Recast every line of the records below as a numbered list, skipping blank lines and leaving out the pictures.

--- BEGIN Provided data ---

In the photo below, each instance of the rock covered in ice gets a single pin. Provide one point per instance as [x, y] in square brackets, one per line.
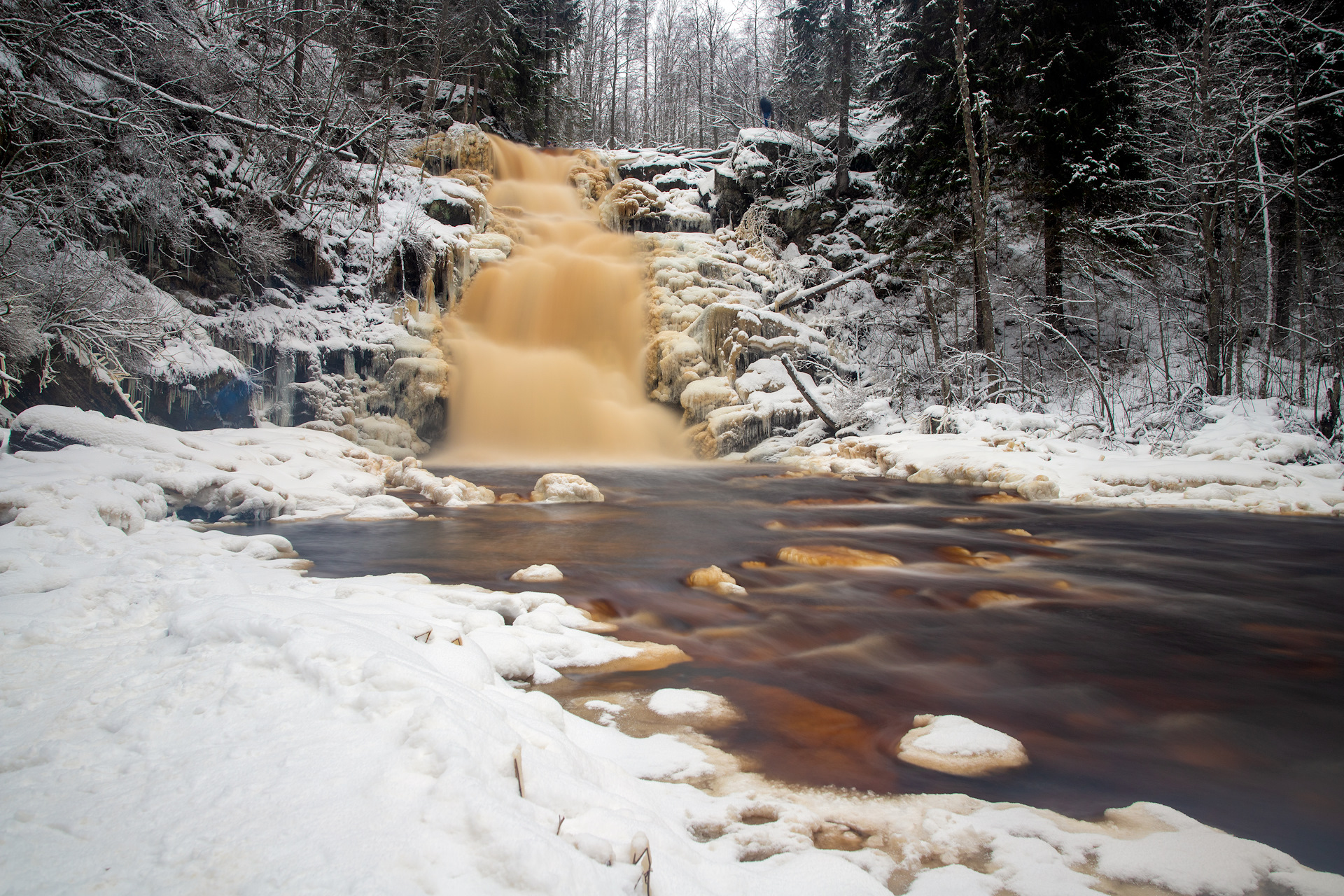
[565, 488]
[538, 573]
[717, 580]
[835, 555]
[447, 491]
[382, 507]
[958, 746]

--- END Provided data ---

- [Exercise output]:
1. In the photo below, each instance of the rock covered in ice gets a single pin. Provide one point per instance as [x, y] in square brackets, one per line.
2. [565, 488]
3. [538, 573]
4. [717, 580]
5. [835, 555]
6. [447, 491]
7. [382, 507]
8. [958, 746]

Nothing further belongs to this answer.